### Image point grounding data
____
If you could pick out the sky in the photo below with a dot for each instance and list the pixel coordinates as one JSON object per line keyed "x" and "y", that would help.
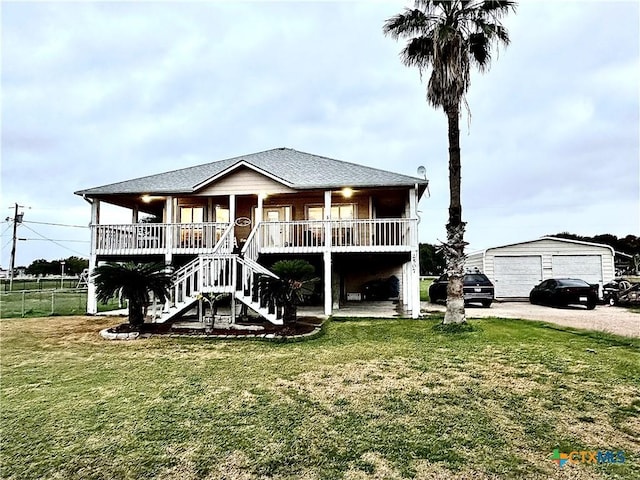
{"x": 99, "y": 92}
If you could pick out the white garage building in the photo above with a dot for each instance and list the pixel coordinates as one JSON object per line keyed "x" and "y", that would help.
{"x": 515, "y": 269}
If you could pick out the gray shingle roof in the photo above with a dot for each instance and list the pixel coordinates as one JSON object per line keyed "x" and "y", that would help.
{"x": 296, "y": 169}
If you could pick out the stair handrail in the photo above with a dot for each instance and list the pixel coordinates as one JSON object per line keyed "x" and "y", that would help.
{"x": 252, "y": 264}
{"x": 225, "y": 243}
{"x": 251, "y": 249}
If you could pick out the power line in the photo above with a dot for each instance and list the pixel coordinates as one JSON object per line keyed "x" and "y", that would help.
{"x": 54, "y": 241}
{"x": 57, "y": 224}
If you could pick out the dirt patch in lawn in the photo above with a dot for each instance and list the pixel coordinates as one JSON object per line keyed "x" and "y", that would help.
{"x": 604, "y": 318}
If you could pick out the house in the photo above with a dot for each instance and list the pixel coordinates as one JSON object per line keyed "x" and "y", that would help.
{"x": 222, "y": 224}
{"x": 515, "y": 269}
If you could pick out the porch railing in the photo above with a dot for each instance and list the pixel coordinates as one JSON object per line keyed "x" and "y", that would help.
{"x": 382, "y": 234}
{"x": 150, "y": 238}
{"x": 357, "y": 234}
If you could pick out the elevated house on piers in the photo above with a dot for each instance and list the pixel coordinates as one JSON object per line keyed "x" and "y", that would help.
{"x": 222, "y": 224}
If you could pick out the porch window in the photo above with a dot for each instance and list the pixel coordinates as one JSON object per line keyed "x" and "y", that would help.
{"x": 345, "y": 211}
{"x": 191, "y": 234}
{"x": 342, "y": 234}
{"x": 222, "y": 214}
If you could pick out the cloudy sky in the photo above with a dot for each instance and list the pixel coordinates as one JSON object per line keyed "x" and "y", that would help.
{"x": 94, "y": 93}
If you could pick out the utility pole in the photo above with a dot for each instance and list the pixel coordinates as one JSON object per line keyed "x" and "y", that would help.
{"x": 17, "y": 218}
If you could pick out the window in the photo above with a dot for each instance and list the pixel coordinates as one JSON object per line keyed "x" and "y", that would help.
{"x": 191, "y": 236}
{"x": 338, "y": 212}
{"x": 222, "y": 214}
{"x": 191, "y": 214}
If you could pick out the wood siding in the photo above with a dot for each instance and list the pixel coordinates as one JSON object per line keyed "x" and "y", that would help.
{"x": 244, "y": 181}
{"x": 546, "y": 249}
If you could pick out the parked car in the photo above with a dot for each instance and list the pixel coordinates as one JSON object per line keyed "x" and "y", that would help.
{"x": 477, "y": 288}
{"x": 381, "y": 289}
{"x": 622, "y": 292}
{"x": 563, "y": 292}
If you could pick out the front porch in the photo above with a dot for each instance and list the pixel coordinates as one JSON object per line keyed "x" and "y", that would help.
{"x": 286, "y": 237}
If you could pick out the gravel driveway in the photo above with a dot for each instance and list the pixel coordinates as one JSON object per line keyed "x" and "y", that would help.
{"x": 616, "y": 320}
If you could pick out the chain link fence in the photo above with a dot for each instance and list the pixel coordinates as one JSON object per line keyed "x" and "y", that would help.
{"x": 42, "y": 303}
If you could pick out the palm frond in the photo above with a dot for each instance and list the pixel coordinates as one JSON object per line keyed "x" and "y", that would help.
{"x": 407, "y": 24}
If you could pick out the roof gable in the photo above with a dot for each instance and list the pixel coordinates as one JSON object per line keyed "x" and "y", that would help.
{"x": 297, "y": 170}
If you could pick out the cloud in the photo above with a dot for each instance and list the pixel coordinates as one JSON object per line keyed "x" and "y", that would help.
{"x": 95, "y": 93}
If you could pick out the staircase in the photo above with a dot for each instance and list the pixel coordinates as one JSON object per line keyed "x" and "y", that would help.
{"x": 221, "y": 272}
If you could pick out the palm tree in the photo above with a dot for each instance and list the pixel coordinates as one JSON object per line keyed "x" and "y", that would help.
{"x": 134, "y": 281}
{"x": 295, "y": 280}
{"x": 448, "y": 37}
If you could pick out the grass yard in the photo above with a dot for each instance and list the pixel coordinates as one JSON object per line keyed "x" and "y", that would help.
{"x": 424, "y": 289}
{"x": 38, "y": 303}
{"x": 370, "y": 399}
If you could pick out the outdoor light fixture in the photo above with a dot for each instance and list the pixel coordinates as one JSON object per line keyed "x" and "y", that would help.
{"x": 347, "y": 192}
{"x": 150, "y": 198}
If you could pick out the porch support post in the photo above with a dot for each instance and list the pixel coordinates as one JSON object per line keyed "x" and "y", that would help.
{"x": 414, "y": 266}
{"x": 328, "y": 297}
{"x": 413, "y": 203}
{"x": 414, "y": 275}
{"x": 258, "y": 218}
{"x": 327, "y": 218}
{"x": 168, "y": 210}
{"x": 92, "y": 301}
{"x": 232, "y": 208}
{"x": 168, "y": 238}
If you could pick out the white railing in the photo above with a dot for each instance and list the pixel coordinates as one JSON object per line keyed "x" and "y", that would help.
{"x": 360, "y": 234}
{"x": 227, "y": 242}
{"x": 149, "y": 238}
{"x": 206, "y": 273}
{"x": 225, "y": 273}
{"x": 249, "y": 289}
{"x": 251, "y": 249}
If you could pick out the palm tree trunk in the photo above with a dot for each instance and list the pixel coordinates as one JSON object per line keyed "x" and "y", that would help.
{"x": 454, "y": 249}
{"x": 136, "y": 312}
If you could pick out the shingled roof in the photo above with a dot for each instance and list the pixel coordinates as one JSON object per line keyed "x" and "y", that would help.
{"x": 298, "y": 170}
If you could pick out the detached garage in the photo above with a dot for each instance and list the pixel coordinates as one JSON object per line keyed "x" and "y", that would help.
{"x": 515, "y": 269}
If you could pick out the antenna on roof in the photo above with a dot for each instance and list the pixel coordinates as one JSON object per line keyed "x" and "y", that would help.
{"x": 423, "y": 173}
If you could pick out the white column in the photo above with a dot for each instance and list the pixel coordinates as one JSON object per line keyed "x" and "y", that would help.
{"x": 327, "y": 217}
{"x": 92, "y": 301}
{"x": 414, "y": 275}
{"x": 328, "y": 298}
{"x": 405, "y": 286}
{"x": 413, "y": 203}
{"x": 232, "y": 208}
{"x": 258, "y": 218}
{"x": 170, "y": 231}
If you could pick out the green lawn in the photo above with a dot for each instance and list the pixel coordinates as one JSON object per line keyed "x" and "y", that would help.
{"x": 370, "y": 399}
{"x": 424, "y": 289}
{"x": 38, "y": 303}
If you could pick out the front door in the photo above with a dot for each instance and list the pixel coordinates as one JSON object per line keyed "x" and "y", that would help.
{"x": 276, "y": 233}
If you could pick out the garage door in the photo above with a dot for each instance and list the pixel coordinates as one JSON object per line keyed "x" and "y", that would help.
{"x": 585, "y": 267}
{"x": 516, "y": 276}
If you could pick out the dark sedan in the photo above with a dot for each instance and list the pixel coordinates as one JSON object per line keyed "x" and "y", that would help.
____
### Goal of the exercise
Reproduce the data in full. Do not carry over any picture.

### Task response
If you could pick out the sky in the photo below with a dot for each instance and list the pixel coordinates as one JSON object per line keyed "x" and "y", that would help.
{"x": 99, "y": 92}
If you could pick out the white garage building in the photo above with a dot for each instance and list the pixel coordinates as one JSON object per line keyed "x" and "y", that would help.
{"x": 515, "y": 269}
If you could pick out the gray shingle roof in the photo above with a dot for each instance and list the pixel coordinates as one JSON object per line keyed "x" and "y", that would help.
{"x": 296, "y": 169}
If you could pick out the stair handrail in the photo above with a dot for each instance and list the pixel coordinates as one JSON object per line keyed "x" and "y", that would help.
{"x": 252, "y": 264}
{"x": 225, "y": 243}
{"x": 251, "y": 249}
If you could pick out the power line in the photo above with a dot for each instance and list the pixel coordinates as one JSON object per line keyed "x" and "y", that would help.
{"x": 54, "y": 241}
{"x": 57, "y": 224}
If you could pick out the dirt patch in lawn in the photo above with a dot for each instance and list the pixel coordinates as one JSON object per line keyed "x" and "y", that would help.
{"x": 604, "y": 318}
If you could pick out the house in the photo above with a dot for each instance and list the pixel coordinates as one JSON object per line keyed "x" and "y", that would help.
{"x": 222, "y": 224}
{"x": 515, "y": 269}
If you could pick out the porch railing in the photo above with a dot for each instance and list the pixel coordinates as one JSON object per line keyed "x" and "y", that would help.
{"x": 382, "y": 234}
{"x": 150, "y": 238}
{"x": 357, "y": 234}
If you could pick out the elevated house on piers in the photo above with a dot for each instance and list the pixel coordinates as one JSON object per line keyed "x" and "y", that would help.
{"x": 222, "y": 224}
If you could pick out the porch window in the photo above with a dot for each instance and list the pixel coordinates as one JSON object per line keyed "x" and "y", that would help.
{"x": 345, "y": 211}
{"x": 191, "y": 234}
{"x": 342, "y": 234}
{"x": 222, "y": 214}
If you could pick out the cloudy sky in the photo above with a dot for each instance and list the pixel coordinates as one JSON object per line keyed "x" and "y", that would help.
{"x": 94, "y": 93}
If you could pick out the utility pole in the photo above with a dot for each instance and list the pixel coordinates as one JSON object per line keyed "x" and "y", that would help.
{"x": 17, "y": 218}
If you could pick out the window in the photo above with a dot for each instance and list the pixel coordinates as one JSON object per line keyed "x" and "y", that would help.
{"x": 191, "y": 236}
{"x": 338, "y": 212}
{"x": 222, "y": 214}
{"x": 191, "y": 214}
If you could pick out the wood siding in the photo above with a dot for each instance and list the pixel coordinates as one JSON object per line keyed "x" and "y", that would help.
{"x": 244, "y": 181}
{"x": 546, "y": 249}
If you could pick out the parked car in the photo above with a dot for each instance and list the pixel coordinates as one JSON object per line keyed "x" and "y", that would help.
{"x": 477, "y": 288}
{"x": 381, "y": 289}
{"x": 622, "y": 292}
{"x": 563, "y": 292}
If you could pick out the front porch in the photo above with a dot for each instance and list the pixel coordinates as one JSON object per line keyed "x" and "y", that would help.
{"x": 286, "y": 237}
If you could pick out the gravel driveway in the photo above with a dot for each instance and list the pixel coordinates as one JSON object per line keyed "x" and "y", that would help.
{"x": 616, "y": 320}
If you could pick out the chain link fence in the photo above with a dot for each instance and list the pixel coordinates as one JSON object per line keyed "x" and "y", that would help.
{"x": 42, "y": 303}
If you could pick out the palm frond in the photo above with a dot for each instance and list the pixel coordinates as one JSON object per line keyed "x" and "y", that would help.
{"x": 407, "y": 24}
If you could pick out the roof gable in the photo above with a dot for each instance and list the pixel coordinates as one JSON object per line keyed "x" and "y", that would help.
{"x": 297, "y": 170}
If you could pick out the cloud in the photo above with a dot for each instance and list the pixel coordinates as one JSON object per line keyed "x" and "y", that would help.
{"x": 95, "y": 93}
If you could pick out the staircase in the photo above with a dot for each instance and list the pixel coordinates as one JSON object per line keyed "x" and "y", that would help.
{"x": 221, "y": 272}
If you could pick out the palm tree in the photo above with a dot for each instance and list the pixel coordinates as one JSON object per line keyed "x" and "y", that would help.
{"x": 134, "y": 281}
{"x": 295, "y": 280}
{"x": 448, "y": 37}
If you could pick out the grass yard in the photo above with a dot for each instance and list the pixel coordinates as one JSON object per line keyed "x" and "y", that would help.
{"x": 424, "y": 289}
{"x": 38, "y": 303}
{"x": 370, "y": 399}
If you could pick out the outdoor light fixture in the photo above with a dot for each instance and list the pixel coordinates as one JSON object per line keyed "x" and "y", that would help.
{"x": 347, "y": 192}
{"x": 150, "y": 198}
If you could pick out the porch support post in the photo above with a dot for each instance and list the pixel coordinates as one JSON object per line keyed "x" and "y", that would help.
{"x": 414, "y": 266}
{"x": 328, "y": 297}
{"x": 413, "y": 203}
{"x": 414, "y": 275}
{"x": 258, "y": 218}
{"x": 327, "y": 218}
{"x": 168, "y": 210}
{"x": 92, "y": 301}
{"x": 232, "y": 208}
{"x": 168, "y": 238}
If you could pick out the white railing in the photo above with a dot for each instance and list the pixel coordinates as one JSON object per line keyed "x" and "y", that would help.
{"x": 360, "y": 234}
{"x": 227, "y": 242}
{"x": 149, "y": 238}
{"x": 206, "y": 273}
{"x": 225, "y": 273}
{"x": 249, "y": 289}
{"x": 251, "y": 249}
If you could pick out the palm tree trunk in the photo above with a dot for each instance and list the pixel coordinates as one JSON object per line keyed "x" and "y", that would help.
{"x": 454, "y": 249}
{"x": 136, "y": 312}
If you could pick out the shingled roof in the photo above with a dot for each instance and list the pixel coordinates as one JSON object per line keyed "x" and "y", that would help.
{"x": 298, "y": 170}
If you could pick out the detached garage in the photo above with a dot for each instance and list the pixel coordinates as one JSON object per line keyed "x" and "y", that would help.
{"x": 515, "y": 269}
If you could pick out the antenna on roof in the photo above with a dot for each instance and list the pixel coordinates as one JSON object per line keyed "x" and "y", that would help.
{"x": 423, "y": 173}
If you could pick out the white column in the photo above with a dot for each instance and list the pixel coordinates as one JSON object per line keyed "x" and "y", that would help.
{"x": 327, "y": 217}
{"x": 92, "y": 301}
{"x": 414, "y": 275}
{"x": 328, "y": 298}
{"x": 405, "y": 286}
{"x": 413, "y": 203}
{"x": 232, "y": 208}
{"x": 258, "y": 218}
{"x": 170, "y": 231}
If you could pick out the green lawn in the photo above with a dot for each instance and list the pixel coordinates as one JSON object per line keyed "x" and "y", that would help.
{"x": 370, "y": 399}
{"x": 424, "y": 289}
{"x": 38, "y": 303}
If you could pick out the front door in the photo above with a dot for each instance and list the pixel coordinates as one JSON object per line keyed "x" and "y", that would help.
{"x": 276, "y": 233}
If you could pick out the garage door in the photo above with a dot for each instance and list the pixel coordinates as one JSON object per line keyed "x" and "y", that would help.
{"x": 585, "y": 267}
{"x": 516, "y": 276}
If you could pick out the dark sedan in the photo above with a dot for each instance and list the pixel coordinates as one JSON object per line keyed "x" and "y", that would help.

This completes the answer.